◆ Texte fourni
◇ ◇ ◇

Parce qu'il n’est simplement plus possible de repousser l’échéance de cinq, dix, voire quinze ans, il faut admettre que les institutions de la vie politique ont démontré leur inefficience d’un point de vue de « gauche », c’est-à-dire écologiste, antiraciste et anticapitaliste. Du côté de la réaction, le parlementarisme fonctionne à merveille. Mais de l’autre côté, il marche à l’envers. Les grands partis, les plus enracinés, les mieux représentés en termes d’élus locaux, ont fait des scores pitoyables tandis que le score de Mélenchon est largement supérieur à l’ancrage local de la France Insoumise. Or le nombre d’élus locaux ne signifie rien si l’on prend en compte l’abstention massive aux suffrages intermédiaires. Les partis politiques, donc, ne représentent plus personne.  

Fin des partis parce qu’ils n’ont pas voulu s’unir. Les électeurs de Roussel et Jadot s’époumonent depuis des mois pour faire porter à Mélenchon la responsabilité de la désunion. Rien ne laisse penser qu’il en soit plus responsable que ses concurrents. Mais il est de toute façon inutile de chercher à démêler tous les fils de l’intrigue pour comprendre qu’un parti politique tend, comme tout organisme, à persévérer dans son être et donc à refuser de se dissoudre.

J’ai voté Mélenchon par conviction et je crois que toute personne consciente de la gravité des crises écologiques, sociales et politiques aurait dû faire de même. Pour une raison simple : seul Mélenchon pouvait gagner. Qu’il ait été injuste envers le PCF, qu’il n’ait pas voulu passer par une primaire, m’indifférait totalement car je n’ai jamais eu le moindre sentiment de fidélité à un parti, leur sort ne m’intéresse pas. Je ne savais qu’une chose : la force devait aller à la force pour emporter la victoire. Le PCF et EELV, si anxieux de défendre leur existence, n’ont démontré que leur capacité de nuisance. Je crois qu’ils se sont hier attirés, dans l’électorat qu’ils visaient, une haine qui ne s’éteindra pas avant longtemps.

Ces partis n’ont pu provoquer la défaite que par la voix de leurs quelques millions d’électeurs. Parmi les électeurs de Jadot, beaucoup n’ont ce matin pas de regret car ils préfèrent une nouvelle présidence Macron à une présidence Mélenchon. Ceux-là ont voté par conviction, il n’y a rien à dire. Il en va certainement de même pour une petite proportion des électeurs de Roussel viscéralement hostiles à l’évolution de Mélenchon sur les thèmes sociétaux. Mais la plus grande partie d’entre eux a voté pour défendre le Parti, voire pour venger les injustices dont Mélenchon se serait rendu coupable envers lui. Considérant le peu de voix qui ont manqué à Mélenchon, cet esprit partisan a suffi à causer sa défaite.

◇ ◇ ◇

◆ Données fournies
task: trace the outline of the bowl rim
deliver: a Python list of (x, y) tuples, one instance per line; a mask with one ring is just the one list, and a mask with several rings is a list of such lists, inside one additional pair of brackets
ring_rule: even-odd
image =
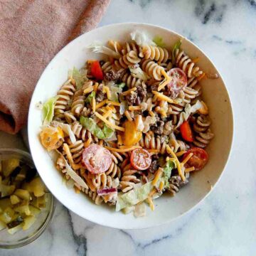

◇ ◇ ◇

◆ Énoncé
Dans le texte sur les partis politiques, recopiez le passage commençant à « Parce qu'il n’est » et se terminant à « représentent plus personne. », en substituant « système parlementaire » à « parlementarisme ».

◆ Réponse
Parce qu'il n’est simplement plus possible de repousser l’échéance de cinq, dix, voire quinze ans, il faut admettre que les institutions de la vie politique ont démontré leur inefficience d’un point de vue de « gauche », c’est-à-dire écologiste, antiraciste et anticapitaliste. Du côté de la réaction, le système parlementaire fonctionne à merveille. Mais de l’autre côté, il marche à l’envers. Les grands partis, les plus enracinés, les mieux représentés en termes d’élus locaux, ont fait des scores pitoyables tandis que le score de Mélenchon est largement supérieur à l’ancrage local de la France Insoumise. Or le nombre d’élus locaux ne signifie rien si l’on prend en compte l’abstention massive aux suffrages intermédiaires. Les partis politiques, donc, ne représentent plus personne.